## [課題 a]
以下の古代ローマ史の記事によると、ローマにおける最初の共和制に参加できたのはどのような人々ですか。

## [読解用の文章]
************

はじめに:古代ローマ史をわかりやすく解説!
みなさん、古代ローマ史は得意ですか?
古代ローマ史は、覚えるべき内容や人名が多い難しい分野です。
事前知識がないと、細かい知識の暗記に終始してしまって、「結局全体としてどんなストーリーなんだっけ?」となってしまいますよね。
そこでこの記事では、まだ古代ローマ史が頭に入っていない人のために、古代ローマ史の大きな流れをわかりやすく説明します!
高校1年生で古代ローマ史を今から学ぶ人、もうすぐ世界史のテストがある人はぜひ最後まで読んでみてくださいね〜。
- 神余秀樹『タテヨコ総整理 世界史×文化史集中講義12』旺文社、2012年。
- まがいまさこ『図解 世界史[世界史徹底マスター]』西東社、2010年。
目次
古代ローマ史をわかりやすく!
世界史を自然に頭に入れるためのコツ
古代ローマ史の具体的な説明に入る前に、世界史の覚え方のコツについて1つ注意点を挙げておきます。
それは、「いきなり全て覚えようとせず、分野別に少しずつ覚える」ということです。
暗記項目が多い試験の直前になると、一夜漬けで乗り切ろうとする人がいますが、一晩で覚えられる内容なんてたかが知れています。
一気に全部覚えようとするよりは、分野ごとに覚える内容を分けて、少しずつ覚えていく方が効果的です。
この記事の内容も、いきなり全部覚えるのではなく、セクションごとに(例えば、「イタリア半島の統一」と「ポエニ戦争」を分けて)覚えるようにしましょう。
面倒だと感じるかもしれませんが、地道に1つずつ覚えるのが結局一番の近道になるのです。急がば回れ、ということですね。
古代ローマ史①:ラテン人国家建設と共和制
共和制ローマの成立
時は紀元前6世紀のイタリア。先住民族エトルリア人が暮らす王政国家ローマに、突如としてラテン人がやってきます。
ローマに侵入したラテン人は、エトルリア人の王を追放して共和制国家を建設しました。
共和制と言っても、ローマにおける最初の共和制は貴族(パトリキ)しか参加できない限定的な制度でした。
初めは共和制の政治から追放されていた平民(プレブス)ですが、重装歩兵として戦争に参加して徐々に力をつけた結果、「平民会」という組織を設けて戦争に参加することが許されるようになりました。
平民会からは、貴族たちが参加する別の議会組織「元老院」の決議に異議を唱えられる「護民官」という役人が選出されていました。
貴族が強い力を持ちながらも、平民にも発言権があるようになっていたわけですね。
共和制ローマの政治体制
ローマの政治は、その後徐々に平民へ開かれていくことになります。

************

## [入力データ]
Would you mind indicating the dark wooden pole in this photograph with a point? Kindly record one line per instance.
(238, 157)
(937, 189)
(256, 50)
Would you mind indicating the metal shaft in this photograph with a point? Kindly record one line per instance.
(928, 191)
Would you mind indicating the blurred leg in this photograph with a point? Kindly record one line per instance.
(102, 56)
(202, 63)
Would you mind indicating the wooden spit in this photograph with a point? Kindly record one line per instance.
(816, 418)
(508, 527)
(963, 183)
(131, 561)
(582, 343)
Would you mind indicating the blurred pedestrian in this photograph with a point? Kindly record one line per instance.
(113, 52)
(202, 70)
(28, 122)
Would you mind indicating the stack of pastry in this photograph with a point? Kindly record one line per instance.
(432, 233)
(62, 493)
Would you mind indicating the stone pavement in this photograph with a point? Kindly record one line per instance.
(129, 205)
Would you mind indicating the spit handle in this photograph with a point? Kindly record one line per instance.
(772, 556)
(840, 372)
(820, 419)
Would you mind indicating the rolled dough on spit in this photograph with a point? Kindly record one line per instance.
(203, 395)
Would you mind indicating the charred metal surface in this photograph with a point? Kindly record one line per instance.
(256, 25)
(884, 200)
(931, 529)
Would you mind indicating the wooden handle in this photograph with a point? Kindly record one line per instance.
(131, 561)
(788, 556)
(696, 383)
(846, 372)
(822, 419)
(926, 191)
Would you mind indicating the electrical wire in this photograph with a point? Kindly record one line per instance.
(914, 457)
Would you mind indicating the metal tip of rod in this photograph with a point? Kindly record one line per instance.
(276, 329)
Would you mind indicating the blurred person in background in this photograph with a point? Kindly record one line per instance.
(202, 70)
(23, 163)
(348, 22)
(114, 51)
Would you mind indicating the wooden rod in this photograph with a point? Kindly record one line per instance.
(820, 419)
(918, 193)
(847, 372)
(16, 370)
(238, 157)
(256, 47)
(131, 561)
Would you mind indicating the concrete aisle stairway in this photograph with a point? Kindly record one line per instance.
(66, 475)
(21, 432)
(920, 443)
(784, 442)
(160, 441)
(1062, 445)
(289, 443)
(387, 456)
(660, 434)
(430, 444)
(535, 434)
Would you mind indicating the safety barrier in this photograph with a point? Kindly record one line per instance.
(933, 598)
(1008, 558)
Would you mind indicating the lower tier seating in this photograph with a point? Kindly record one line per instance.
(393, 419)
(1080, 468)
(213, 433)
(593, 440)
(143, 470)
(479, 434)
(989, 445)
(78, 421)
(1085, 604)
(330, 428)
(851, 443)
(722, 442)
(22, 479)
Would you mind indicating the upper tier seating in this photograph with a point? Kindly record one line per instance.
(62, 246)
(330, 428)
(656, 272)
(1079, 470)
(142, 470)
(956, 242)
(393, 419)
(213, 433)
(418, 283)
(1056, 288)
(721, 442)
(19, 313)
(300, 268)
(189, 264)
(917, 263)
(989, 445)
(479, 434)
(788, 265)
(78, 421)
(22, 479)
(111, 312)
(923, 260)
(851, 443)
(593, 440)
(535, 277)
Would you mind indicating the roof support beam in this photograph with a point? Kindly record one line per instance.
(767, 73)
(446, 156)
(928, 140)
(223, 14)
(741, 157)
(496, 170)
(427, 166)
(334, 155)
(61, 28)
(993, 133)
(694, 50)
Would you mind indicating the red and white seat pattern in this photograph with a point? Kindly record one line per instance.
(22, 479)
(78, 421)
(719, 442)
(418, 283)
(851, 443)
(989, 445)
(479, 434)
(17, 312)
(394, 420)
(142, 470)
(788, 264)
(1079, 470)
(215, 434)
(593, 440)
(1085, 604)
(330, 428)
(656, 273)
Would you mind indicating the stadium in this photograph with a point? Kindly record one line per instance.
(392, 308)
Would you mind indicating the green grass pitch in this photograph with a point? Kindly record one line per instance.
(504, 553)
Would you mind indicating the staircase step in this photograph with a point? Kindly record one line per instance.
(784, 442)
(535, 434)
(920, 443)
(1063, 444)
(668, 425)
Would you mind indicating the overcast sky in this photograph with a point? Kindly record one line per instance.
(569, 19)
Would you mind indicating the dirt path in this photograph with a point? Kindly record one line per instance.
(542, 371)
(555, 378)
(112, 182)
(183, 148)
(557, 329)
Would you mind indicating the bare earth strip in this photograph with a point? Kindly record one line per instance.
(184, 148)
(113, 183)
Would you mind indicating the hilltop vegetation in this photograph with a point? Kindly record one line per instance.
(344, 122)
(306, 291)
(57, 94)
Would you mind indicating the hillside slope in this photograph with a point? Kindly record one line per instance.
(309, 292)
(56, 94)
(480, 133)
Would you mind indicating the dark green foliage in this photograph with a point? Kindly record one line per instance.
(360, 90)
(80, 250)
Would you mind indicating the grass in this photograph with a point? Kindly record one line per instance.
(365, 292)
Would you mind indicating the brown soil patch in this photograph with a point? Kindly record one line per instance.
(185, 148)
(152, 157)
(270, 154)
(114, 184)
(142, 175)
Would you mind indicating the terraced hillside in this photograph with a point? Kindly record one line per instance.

************

## [課題 b]
上の記録から、「green」という文字列を含む行をすべて集めてください。大文字と小文字は区別します。

## [出力結果 a]
貴族(パトリキ)だけです。

## [出力結果 b]
Would you mind indicating the green grass pitch in this photograph with a point? Kindly record one line per instance.
Would you mind indicating the dark green foliage in this photograph with a point? Kindly record one line per instance.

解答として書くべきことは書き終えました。